Retyping the data exactly is the task. Include every line.
=== Supplied records ===
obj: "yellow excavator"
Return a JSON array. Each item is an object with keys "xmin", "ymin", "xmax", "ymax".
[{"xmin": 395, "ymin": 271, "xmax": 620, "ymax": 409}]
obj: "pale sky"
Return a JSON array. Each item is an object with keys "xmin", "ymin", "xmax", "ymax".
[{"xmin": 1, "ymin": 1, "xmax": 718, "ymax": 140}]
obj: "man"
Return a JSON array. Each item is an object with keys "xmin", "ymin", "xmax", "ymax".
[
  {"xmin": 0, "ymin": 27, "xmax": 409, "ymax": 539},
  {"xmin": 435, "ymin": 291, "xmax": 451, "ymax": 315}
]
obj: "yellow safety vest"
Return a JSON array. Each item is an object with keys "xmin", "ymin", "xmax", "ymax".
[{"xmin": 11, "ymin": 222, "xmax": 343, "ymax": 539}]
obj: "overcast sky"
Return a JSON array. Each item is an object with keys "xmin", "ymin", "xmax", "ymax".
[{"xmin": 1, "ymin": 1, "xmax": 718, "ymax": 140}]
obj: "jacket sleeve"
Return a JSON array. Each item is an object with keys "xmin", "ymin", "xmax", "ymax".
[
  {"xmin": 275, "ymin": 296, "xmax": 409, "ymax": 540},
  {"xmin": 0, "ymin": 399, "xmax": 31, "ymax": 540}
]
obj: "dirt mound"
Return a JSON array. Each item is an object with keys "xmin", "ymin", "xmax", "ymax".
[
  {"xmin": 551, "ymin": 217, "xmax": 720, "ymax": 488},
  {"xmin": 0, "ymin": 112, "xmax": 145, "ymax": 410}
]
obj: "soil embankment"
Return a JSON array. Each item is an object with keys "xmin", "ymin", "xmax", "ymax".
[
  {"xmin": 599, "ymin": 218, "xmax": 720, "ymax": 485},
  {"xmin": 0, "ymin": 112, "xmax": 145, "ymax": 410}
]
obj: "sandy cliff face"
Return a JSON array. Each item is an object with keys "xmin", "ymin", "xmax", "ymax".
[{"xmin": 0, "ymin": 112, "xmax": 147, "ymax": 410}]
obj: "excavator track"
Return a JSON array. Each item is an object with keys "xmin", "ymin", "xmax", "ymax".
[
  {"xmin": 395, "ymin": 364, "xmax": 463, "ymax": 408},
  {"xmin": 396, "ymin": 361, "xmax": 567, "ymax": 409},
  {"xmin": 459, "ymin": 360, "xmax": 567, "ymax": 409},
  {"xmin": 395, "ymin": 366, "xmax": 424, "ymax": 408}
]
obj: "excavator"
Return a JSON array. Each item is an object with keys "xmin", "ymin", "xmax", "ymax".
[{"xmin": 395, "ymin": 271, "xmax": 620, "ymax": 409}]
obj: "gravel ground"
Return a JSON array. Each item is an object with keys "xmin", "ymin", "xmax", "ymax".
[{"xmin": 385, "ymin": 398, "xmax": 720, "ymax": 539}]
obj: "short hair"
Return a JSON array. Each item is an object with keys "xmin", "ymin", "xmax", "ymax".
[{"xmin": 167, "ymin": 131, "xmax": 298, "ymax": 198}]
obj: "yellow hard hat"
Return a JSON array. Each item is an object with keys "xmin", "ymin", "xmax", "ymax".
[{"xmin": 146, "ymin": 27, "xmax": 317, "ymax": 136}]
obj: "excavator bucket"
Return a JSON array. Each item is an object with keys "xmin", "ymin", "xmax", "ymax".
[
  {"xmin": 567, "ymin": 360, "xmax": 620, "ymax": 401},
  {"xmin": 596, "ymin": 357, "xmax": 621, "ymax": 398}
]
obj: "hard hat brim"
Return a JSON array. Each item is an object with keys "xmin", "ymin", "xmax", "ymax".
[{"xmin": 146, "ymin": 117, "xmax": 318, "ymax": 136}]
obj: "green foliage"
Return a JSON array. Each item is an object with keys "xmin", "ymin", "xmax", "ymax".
===
◆ Completed exercise
obj: "yellow excavator"
Return a JSON array. Each item is an object with keys "xmin", "ymin", "xmax", "ymax".
[{"xmin": 395, "ymin": 271, "xmax": 620, "ymax": 409}]
obj: "pale sky"
Return a JSON array. Each item is an object with keys "xmin", "ymin", "xmax", "ymax".
[{"xmin": 1, "ymin": 1, "xmax": 718, "ymax": 140}]
obj: "man"
Return a JSON array. Each item is an object with keys "xmin", "ymin", "xmax", "ymax".
[
  {"xmin": 0, "ymin": 27, "xmax": 409, "ymax": 539},
  {"xmin": 435, "ymin": 291, "xmax": 451, "ymax": 315}
]
obj: "yellow safety vest"
Return a JSON array. Each item is an object with keys "xmin", "ymin", "xmax", "ymax".
[{"xmin": 11, "ymin": 222, "xmax": 343, "ymax": 539}]
obj: "overcast sky"
Return a JSON array. Each item is an object with keys "xmin", "ymin", "xmax", "ymax".
[{"xmin": 1, "ymin": 1, "xmax": 718, "ymax": 140}]
obj: "jacket sleeve"
Return a JSON array. Each item is an object with keys "xmin", "ymin", "xmax", "ymax".
[
  {"xmin": 275, "ymin": 296, "xmax": 409, "ymax": 540},
  {"xmin": 0, "ymin": 399, "xmax": 31, "ymax": 540}
]
obj: "dirt mound"
Return a JSON array. Each item is an object with keys "xmin", "ymin", "xmax", "ymax".
[
  {"xmin": 551, "ymin": 217, "xmax": 720, "ymax": 488},
  {"xmin": 0, "ymin": 112, "xmax": 145, "ymax": 410}
]
obj: "soil embankment"
Return a JSON array. Each item is an object with keys "xmin", "ymin", "xmax", "ymax".
[
  {"xmin": 599, "ymin": 218, "xmax": 720, "ymax": 485},
  {"xmin": 0, "ymin": 112, "xmax": 145, "ymax": 410}
]
obj: "sandy cliff face"
Return a JSON array. Each item is an object with keys "xmin", "ymin", "xmax", "ymax".
[{"xmin": 0, "ymin": 112, "xmax": 147, "ymax": 410}]
obj: "excavator track"
Return a JSON array. Each item is an object with keys "xmin", "ymin", "xmax", "ymax".
[
  {"xmin": 395, "ymin": 364, "xmax": 463, "ymax": 408},
  {"xmin": 396, "ymin": 361, "xmax": 567, "ymax": 409},
  {"xmin": 459, "ymin": 360, "xmax": 567, "ymax": 409},
  {"xmin": 395, "ymin": 366, "xmax": 424, "ymax": 408}
]
obj: "excavator"
Return a JSON array. Each item is an object with keys "xmin", "ymin", "xmax", "ymax".
[{"xmin": 395, "ymin": 271, "xmax": 620, "ymax": 409}]
obj: "gravel ground"
Return a JSON array. Each item is an object with keys "xmin", "ymin", "xmax", "ymax".
[{"xmin": 385, "ymin": 398, "xmax": 720, "ymax": 539}]
obj: "short hair"
Return a JSON array. Each item is an object with keys "xmin", "ymin", "xmax", "ymax".
[{"xmin": 167, "ymin": 131, "xmax": 298, "ymax": 198}]
obj: "yellow hard hat"
Return a JSON array. Each item is an object with keys "xmin", "ymin", "xmax", "ymax".
[{"xmin": 146, "ymin": 27, "xmax": 317, "ymax": 136}]
obj: "excavator bucket"
Return a JSON array. Each item is an object with keys "xmin", "ymin", "xmax", "ymax".
[
  {"xmin": 567, "ymin": 360, "xmax": 620, "ymax": 401},
  {"xmin": 596, "ymin": 357, "xmax": 621, "ymax": 398}
]
obj: "hard hat brim"
Return a JSON array. Each item is an object with keys "xmin", "ymin", "xmax", "ymax".
[{"xmin": 146, "ymin": 117, "xmax": 318, "ymax": 136}]
obj: "green foliage"
Return a JSON array. Each item is an object with keys "xmin", "ymin", "xmax", "ymax".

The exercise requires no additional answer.